**Activity**
Whenever the word "camouflage" shows up in a line of the data, copy that line.

___ Data for the task

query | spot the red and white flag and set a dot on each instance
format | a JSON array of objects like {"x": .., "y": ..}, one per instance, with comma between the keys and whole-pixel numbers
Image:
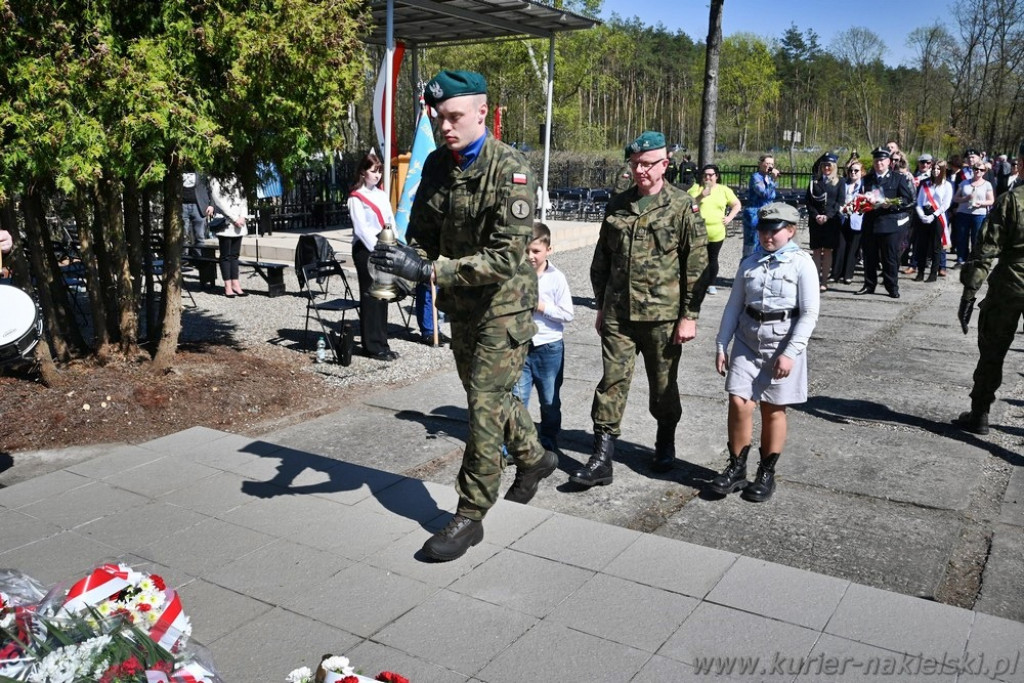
[{"x": 384, "y": 111}]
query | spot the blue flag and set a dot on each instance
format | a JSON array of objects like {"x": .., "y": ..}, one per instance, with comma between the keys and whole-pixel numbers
[{"x": 423, "y": 144}]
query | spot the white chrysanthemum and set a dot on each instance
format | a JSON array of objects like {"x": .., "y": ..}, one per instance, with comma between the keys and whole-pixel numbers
[
  {"x": 301, "y": 675},
  {"x": 338, "y": 665}
]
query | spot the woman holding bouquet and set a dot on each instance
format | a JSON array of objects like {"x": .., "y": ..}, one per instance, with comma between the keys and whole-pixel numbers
[
  {"x": 849, "y": 232},
  {"x": 974, "y": 197},
  {"x": 825, "y": 198},
  {"x": 934, "y": 198}
]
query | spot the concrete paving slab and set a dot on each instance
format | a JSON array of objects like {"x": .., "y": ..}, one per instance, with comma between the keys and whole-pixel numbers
[
  {"x": 625, "y": 612},
  {"x": 571, "y": 540},
  {"x": 455, "y": 621},
  {"x": 995, "y": 646},
  {"x": 524, "y": 583},
  {"x": 790, "y": 595},
  {"x": 58, "y": 556},
  {"x": 1004, "y": 574},
  {"x": 672, "y": 565},
  {"x": 205, "y": 547},
  {"x": 213, "y": 496},
  {"x": 84, "y": 504},
  {"x": 20, "y": 529},
  {"x": 278, "y": 571},
  {"x": 117, "y": 461},
  {"x": 269, "y": 646},
  {"x": 869, "y": 541},
  {"x": 135, "y": 530},
  {"x": 658, "y": 670},
  {"x": 750, "y": 642},
  {"x": 558, "y": 653},
  {"x": 42, "y": 487},
  {"x": 161, "y": 476},
  {"x": 351, "y": 599},
  {"x": 216, "y": 611},
  {"x": 900, "y": 623}
]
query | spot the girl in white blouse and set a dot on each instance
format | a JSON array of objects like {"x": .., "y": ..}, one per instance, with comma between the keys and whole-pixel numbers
[{"x": 371, "y": 211}]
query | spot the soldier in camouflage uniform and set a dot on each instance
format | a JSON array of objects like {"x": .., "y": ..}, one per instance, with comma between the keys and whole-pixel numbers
[
  {"x": 649, "y": 278},
  {"x": 1001, "y": 241},
  {"x": 469, "y": 226}
]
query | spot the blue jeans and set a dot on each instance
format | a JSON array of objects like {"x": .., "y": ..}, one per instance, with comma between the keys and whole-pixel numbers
[
  {"x": 544, "y": 371},
  {"x": 424, "y": 310},
  {"x": 968, "y": 230}
]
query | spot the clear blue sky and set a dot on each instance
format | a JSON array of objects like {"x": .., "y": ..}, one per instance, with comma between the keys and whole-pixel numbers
[{"x": 891, "y": 20}]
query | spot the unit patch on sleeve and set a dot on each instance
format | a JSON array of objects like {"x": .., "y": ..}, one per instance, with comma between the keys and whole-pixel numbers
[{"x": 520, "y": 208}]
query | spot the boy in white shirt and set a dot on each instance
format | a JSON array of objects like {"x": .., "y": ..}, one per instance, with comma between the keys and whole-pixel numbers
[{"x": 544, "y": 363}]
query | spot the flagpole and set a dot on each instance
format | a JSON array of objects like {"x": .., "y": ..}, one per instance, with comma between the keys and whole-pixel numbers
[{"x": 388, "y": 97}]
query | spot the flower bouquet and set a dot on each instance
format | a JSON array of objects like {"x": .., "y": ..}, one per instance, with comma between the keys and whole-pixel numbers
[
  {"x": 866, "y": 202},
  {"x": 114, "y": 626},
  {"x": 335, "y": 669}
]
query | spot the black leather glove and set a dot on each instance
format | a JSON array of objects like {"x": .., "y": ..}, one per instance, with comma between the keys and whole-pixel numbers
[
  {"x": 966, "y": 311},
  {"x": 402, "y": 261}
]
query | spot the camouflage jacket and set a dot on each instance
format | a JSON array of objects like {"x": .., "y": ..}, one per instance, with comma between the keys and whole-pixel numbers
[
  {"x": 475, "y": 224},
  {"x": 1001, "y": 238},
  {"x": 650, "y": 265}
]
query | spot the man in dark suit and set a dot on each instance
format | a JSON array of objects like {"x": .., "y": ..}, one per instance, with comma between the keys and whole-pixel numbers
[{"x": 886, "y": 223}]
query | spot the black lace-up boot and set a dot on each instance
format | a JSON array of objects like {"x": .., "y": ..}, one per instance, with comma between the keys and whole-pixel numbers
[
  {"x": 598, "y": 468},
  {"x": 733, "y": 477},
  {"x": 453, "y": 541},
  {"x": 528, "y": 478},
  {"x": 763, "y": 485},
  {"x": 665, "y": 447}
]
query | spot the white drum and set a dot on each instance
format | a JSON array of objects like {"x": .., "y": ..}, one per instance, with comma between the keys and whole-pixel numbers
[{"x": 20, "y": 325}]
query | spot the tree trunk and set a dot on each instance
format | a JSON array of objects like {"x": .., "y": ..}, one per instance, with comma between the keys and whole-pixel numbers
[
  {"x": 709, "y": 110},
  {"x": 170, "y": 318}
]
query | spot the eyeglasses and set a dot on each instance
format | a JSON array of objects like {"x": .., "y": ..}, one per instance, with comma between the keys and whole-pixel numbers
[{"x": 645, "y": 165}]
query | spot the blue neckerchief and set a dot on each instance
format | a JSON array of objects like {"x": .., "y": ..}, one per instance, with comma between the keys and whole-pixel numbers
[
  {"x": 472, "y": 151},
  {"x": 782, "y": 254}
]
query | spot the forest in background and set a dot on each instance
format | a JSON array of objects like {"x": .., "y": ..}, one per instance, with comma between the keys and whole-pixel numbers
[{"x": 966, "y": 86}]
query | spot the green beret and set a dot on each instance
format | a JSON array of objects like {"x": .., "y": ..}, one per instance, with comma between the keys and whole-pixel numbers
[
  {"x": 450, "y": 84},
  {"x": 648, "y": 140},
  {"x": 777, "y": 215}
]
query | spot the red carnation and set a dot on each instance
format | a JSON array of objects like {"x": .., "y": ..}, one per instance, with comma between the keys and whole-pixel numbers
[{"x": 391, "y": 677}]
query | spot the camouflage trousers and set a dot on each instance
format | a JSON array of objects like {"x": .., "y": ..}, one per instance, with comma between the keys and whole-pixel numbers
[
  {"x": 622, "y": 341},
  {"x": 998, "y": 321},
  {"x": 488, "y": 355}
]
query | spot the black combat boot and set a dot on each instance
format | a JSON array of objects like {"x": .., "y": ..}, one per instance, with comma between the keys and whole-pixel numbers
[
  {"x": 973, "y": 421},
  {"x": 763, "y": 485},
  {"x": 665, "y": 447},
  {"x": 453, "y": 541},
  {"x": 527, "y": 478},
  {"x": 598, "y": 468},
  {"x": 733, "y": 477}
]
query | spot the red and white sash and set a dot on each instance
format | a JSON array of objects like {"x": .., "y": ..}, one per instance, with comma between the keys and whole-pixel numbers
[
  {"x": 939, "y": 216},
  {"x": 373, "y": 207}
]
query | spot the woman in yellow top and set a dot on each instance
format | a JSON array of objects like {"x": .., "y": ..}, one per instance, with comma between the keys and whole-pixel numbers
[{"x": 719, "y": 206}]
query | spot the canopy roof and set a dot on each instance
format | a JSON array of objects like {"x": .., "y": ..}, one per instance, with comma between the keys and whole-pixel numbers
[{"x": 442, "y": 22}]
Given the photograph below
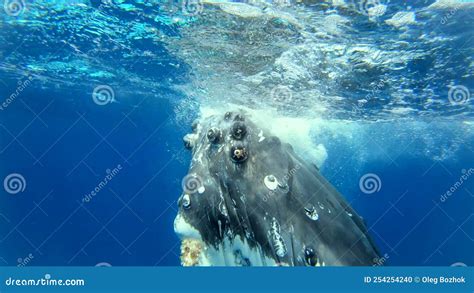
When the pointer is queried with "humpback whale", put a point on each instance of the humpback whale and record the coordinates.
(250, 200)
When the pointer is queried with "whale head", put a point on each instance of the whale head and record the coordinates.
(249, 200)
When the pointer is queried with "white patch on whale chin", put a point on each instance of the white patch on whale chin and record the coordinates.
(184, 229)
(230, 252)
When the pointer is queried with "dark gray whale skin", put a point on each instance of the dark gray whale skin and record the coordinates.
(300, 221)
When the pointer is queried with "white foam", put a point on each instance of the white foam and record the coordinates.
(402, 18)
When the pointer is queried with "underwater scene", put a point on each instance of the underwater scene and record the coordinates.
(237, 133)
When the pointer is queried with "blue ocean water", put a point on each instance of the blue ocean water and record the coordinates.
(95, 89)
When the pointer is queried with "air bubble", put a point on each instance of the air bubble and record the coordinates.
(311, 213)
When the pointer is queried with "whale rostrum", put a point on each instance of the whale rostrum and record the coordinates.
(249, 200)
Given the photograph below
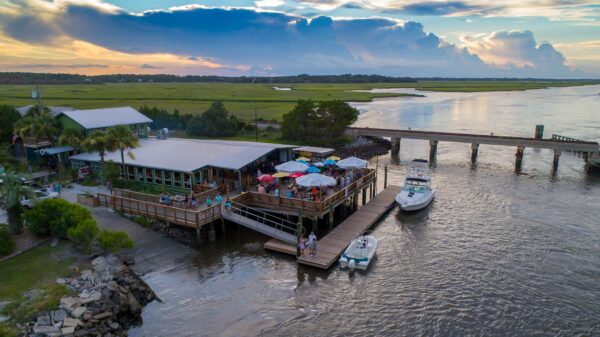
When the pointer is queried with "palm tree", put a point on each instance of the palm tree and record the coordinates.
(71, 136)
(123, 139)
(11, 193)
(98, 141)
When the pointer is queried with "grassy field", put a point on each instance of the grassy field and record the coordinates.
(240, 99)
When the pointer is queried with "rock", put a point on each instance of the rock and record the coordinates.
(103, 315)
(48, 329)
(68, 330)
(77, 312)
(72, 322)
(58, 315)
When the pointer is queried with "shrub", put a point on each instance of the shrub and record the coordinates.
(84, 234)
(114, 241)
(55, 217)
(7, 244)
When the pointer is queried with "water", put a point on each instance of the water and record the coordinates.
(496, 254)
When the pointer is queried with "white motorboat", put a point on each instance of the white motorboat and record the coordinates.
(359, 253)
(417, 192)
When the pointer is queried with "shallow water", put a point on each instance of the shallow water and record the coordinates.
(496, 254)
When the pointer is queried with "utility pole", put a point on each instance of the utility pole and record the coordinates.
(255, 125)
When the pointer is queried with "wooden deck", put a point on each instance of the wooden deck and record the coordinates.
(330, 247)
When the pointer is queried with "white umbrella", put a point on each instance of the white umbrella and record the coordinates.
(352, 162)
(291, 166)
(315, 179)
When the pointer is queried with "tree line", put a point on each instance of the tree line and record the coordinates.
(49, 78)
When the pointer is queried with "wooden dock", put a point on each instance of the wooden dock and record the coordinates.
(330, 247)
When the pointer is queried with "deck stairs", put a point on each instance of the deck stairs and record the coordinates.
(262, 222)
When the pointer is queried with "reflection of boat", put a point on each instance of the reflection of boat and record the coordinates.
(416, 193)
(359, 253)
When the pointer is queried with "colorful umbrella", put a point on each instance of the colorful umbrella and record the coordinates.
(265, 178)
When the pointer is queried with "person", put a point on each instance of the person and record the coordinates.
(312, 244)
(302, 245)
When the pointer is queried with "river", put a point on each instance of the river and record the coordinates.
(496, 254)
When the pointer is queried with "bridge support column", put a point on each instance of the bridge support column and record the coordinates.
(396, 146)
(474, 152)
(557, 154)
(212, 234)
(432, 151)
(519, 158)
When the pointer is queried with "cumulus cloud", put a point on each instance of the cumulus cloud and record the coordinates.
(261, 42)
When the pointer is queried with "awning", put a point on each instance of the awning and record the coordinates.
(50, 151)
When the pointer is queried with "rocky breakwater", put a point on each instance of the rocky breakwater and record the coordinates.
(108, 300)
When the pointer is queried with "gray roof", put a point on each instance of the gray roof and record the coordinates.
(54, 110)
(187, 155)
(103, 118)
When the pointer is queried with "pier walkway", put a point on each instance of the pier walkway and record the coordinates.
(330, 247)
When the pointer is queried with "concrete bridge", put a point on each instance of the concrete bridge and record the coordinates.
(588, 150)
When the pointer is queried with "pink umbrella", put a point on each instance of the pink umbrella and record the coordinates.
(265, 178)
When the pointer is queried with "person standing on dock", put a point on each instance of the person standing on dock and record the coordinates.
(312, 244)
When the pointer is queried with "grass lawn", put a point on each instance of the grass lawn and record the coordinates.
(35, 268)
(241, 99)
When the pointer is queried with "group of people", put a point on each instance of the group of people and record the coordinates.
(311, 244)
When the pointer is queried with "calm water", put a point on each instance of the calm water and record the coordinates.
(496, 254)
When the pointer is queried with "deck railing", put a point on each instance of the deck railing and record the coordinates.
(180, 216)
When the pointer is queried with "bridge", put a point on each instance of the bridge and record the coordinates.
(589, 150)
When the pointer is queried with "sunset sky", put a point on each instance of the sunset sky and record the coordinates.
(470, 38)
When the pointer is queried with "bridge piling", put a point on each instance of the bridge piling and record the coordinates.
(474, 152)
(519, 158)
(432, 151)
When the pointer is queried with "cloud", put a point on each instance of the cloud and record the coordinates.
(246, 41)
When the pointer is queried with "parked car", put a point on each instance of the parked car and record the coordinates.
(40, 195)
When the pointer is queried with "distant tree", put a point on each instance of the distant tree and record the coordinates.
(123, 139)
(99, 141)
(71, 136)
(324, 124)
(8, 116)
(214, 122)
(11, 193)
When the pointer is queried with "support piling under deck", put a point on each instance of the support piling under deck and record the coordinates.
(330, 247)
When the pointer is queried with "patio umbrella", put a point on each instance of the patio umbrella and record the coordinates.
(265, 178)
(291, 166)
(315, 179)
(352, 162)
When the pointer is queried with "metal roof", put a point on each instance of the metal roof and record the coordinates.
(315, 150)
(187, 155)
(103, 118)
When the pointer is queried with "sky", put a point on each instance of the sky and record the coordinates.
(430, 38)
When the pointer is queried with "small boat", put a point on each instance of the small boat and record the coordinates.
(359, 253)
(417, 192)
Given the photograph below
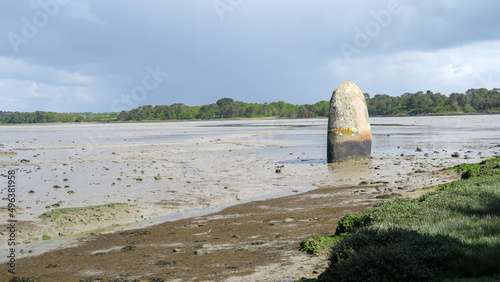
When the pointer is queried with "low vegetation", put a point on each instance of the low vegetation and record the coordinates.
(450, 233)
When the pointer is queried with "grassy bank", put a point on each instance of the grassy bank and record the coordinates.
(451, 233)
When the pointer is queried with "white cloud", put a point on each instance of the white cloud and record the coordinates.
(83, 11)
(19, 69)
(20, 95)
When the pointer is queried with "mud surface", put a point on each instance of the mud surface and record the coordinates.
(256, 241)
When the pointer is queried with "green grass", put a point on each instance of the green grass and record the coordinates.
(451, 233)
(320, 244)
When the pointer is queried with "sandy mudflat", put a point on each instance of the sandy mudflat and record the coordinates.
(256, 241)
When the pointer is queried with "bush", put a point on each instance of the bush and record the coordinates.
(351, 222)
(393, 254)
(319, 244)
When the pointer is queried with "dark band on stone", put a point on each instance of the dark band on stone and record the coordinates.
(348, 150)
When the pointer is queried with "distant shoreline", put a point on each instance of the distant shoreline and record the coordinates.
(237, 119)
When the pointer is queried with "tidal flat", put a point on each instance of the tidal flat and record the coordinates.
(160, 172)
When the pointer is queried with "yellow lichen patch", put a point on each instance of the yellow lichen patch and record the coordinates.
(343, 131)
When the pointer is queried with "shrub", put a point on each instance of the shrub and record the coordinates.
(351, 222)
(394, 254)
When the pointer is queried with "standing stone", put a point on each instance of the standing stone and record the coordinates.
(349, 132)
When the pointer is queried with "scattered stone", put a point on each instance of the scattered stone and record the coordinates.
(349, 132)
(279, 168)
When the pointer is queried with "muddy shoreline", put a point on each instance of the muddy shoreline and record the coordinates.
(255, 241)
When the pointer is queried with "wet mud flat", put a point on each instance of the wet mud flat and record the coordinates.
(256, 241)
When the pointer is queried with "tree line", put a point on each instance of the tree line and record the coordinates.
(472, 101)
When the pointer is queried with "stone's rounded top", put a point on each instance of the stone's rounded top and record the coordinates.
(349, 114)
(348, 86)
(349, 132)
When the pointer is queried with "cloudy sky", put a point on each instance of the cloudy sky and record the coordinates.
(112, 55)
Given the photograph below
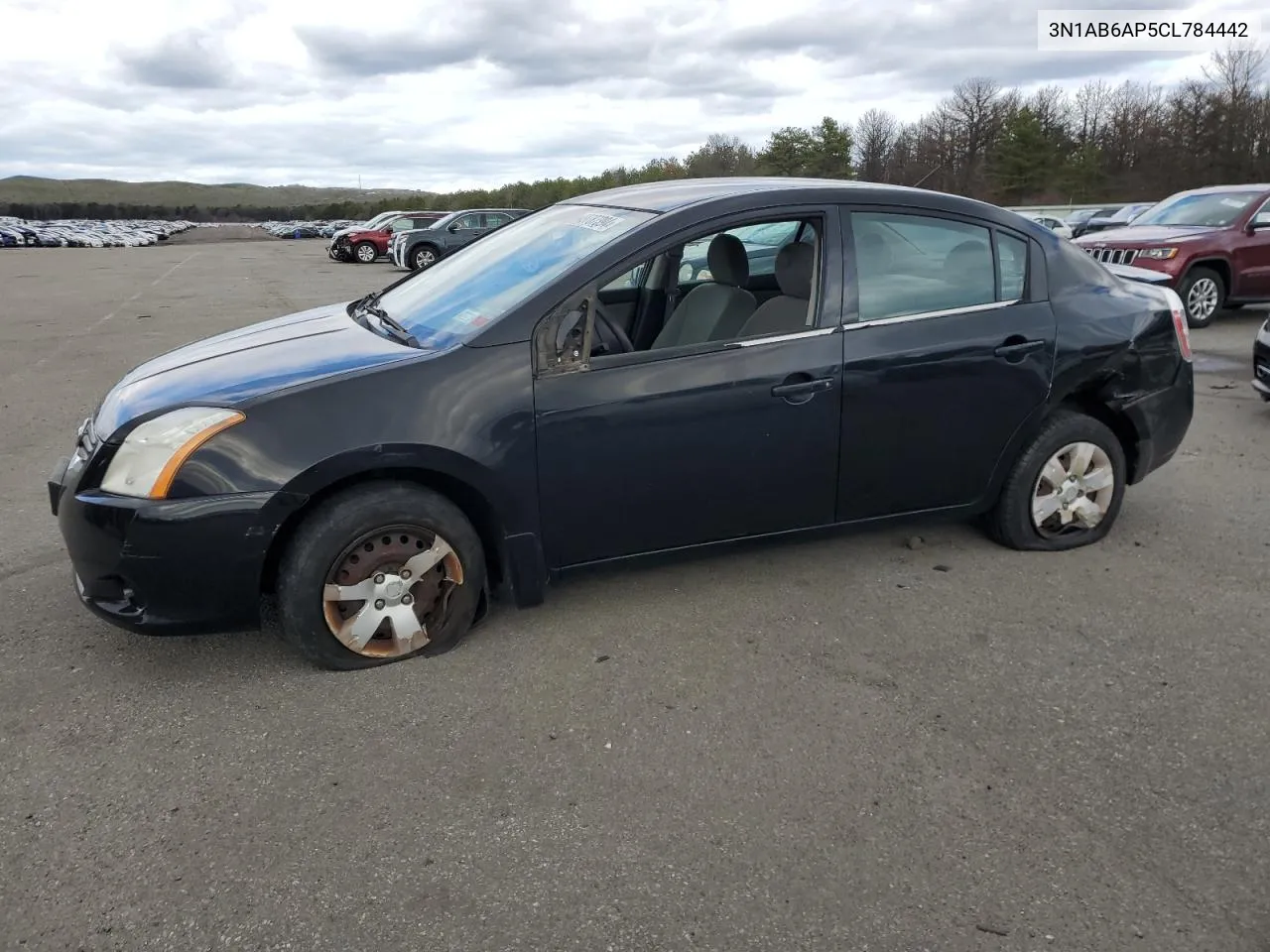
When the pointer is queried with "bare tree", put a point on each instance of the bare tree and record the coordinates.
(875, 139)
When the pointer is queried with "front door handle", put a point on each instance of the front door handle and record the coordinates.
(1016, 348)
(799, 391)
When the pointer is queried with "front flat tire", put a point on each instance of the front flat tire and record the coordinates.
(377, 574)
(1065, 490)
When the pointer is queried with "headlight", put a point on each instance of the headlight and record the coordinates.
(150, 456)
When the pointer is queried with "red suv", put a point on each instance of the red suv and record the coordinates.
(366, 245)
(1213, 244)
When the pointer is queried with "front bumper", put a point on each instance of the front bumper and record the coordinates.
(1261, 362)
(177, 566)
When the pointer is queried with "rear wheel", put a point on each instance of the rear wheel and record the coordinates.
(1066, 488)
(1203, 294)
(380, 572)
(423, 257)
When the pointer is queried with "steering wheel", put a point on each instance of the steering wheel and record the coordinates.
(611, 334)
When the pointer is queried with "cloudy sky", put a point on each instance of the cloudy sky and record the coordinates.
(444, 94)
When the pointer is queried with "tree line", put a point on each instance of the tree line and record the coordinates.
(1134, 141)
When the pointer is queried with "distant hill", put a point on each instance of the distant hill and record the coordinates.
(36, 198)
(37, 190)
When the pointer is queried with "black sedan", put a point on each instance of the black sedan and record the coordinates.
(552, 397)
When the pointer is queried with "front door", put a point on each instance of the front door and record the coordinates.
(665, 448)
(466, 230)
(948, 358)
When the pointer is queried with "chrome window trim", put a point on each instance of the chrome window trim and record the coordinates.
(780, 338)
(926, 315)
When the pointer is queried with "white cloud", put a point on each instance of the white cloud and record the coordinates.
(485, 91)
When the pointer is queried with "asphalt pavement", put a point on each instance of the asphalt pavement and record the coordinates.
(903, 739)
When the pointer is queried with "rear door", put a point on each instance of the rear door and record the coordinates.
(1252, 259)
(947, 353)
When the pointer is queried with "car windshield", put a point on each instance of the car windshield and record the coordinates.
(1128, 212)
(1214, 209)
(465, 293)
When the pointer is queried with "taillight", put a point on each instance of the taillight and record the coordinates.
(1180, 327)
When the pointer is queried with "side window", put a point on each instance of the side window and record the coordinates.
(630, 280)
(762, 244)
(1012, 266)
(703, 316)
(913, 264)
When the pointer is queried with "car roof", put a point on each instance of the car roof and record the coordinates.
(680, 193)
(1219, 189)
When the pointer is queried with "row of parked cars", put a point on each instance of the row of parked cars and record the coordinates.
(1211, 245)
(417, 240)
(19, 232)
(305, 229)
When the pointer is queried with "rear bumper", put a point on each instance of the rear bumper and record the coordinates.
(1161, 419)
(1261, 362)
(164, 566)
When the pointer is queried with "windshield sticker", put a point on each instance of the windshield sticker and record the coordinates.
(471, 318)
(598, 222)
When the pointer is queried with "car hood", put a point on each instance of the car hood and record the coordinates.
(250, 362)
(1147, 234)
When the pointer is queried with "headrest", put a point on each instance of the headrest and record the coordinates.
(794, 270)
(729, 264)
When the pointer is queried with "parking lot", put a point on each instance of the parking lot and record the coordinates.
(899, 739)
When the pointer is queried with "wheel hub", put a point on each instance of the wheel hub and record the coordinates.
(1074, 490)
(389, 589)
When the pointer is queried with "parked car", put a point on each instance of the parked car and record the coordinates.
(1213, 244)
(1124, 216)
(367, 245)
(1080, 221)
(423, 246)
(1057, 225)
(1261, 361)
(381, 467)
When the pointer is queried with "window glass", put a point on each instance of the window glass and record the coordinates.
(762, 243)
(1012, 264)
(630, 280)
(1216, 209)
(461, 295)
(913, 264)
(712, 311)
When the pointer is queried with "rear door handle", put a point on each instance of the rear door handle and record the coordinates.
(1016, 348)
(803, 388)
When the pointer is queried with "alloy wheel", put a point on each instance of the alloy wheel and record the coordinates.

______

**Exercise solution**
query | spot the soldier in camouflage uniform and set a dot on each instance
query | spot the camouflage jacket and set a dot on each instance
query | spot the camouflage trousers and set a dot on each instance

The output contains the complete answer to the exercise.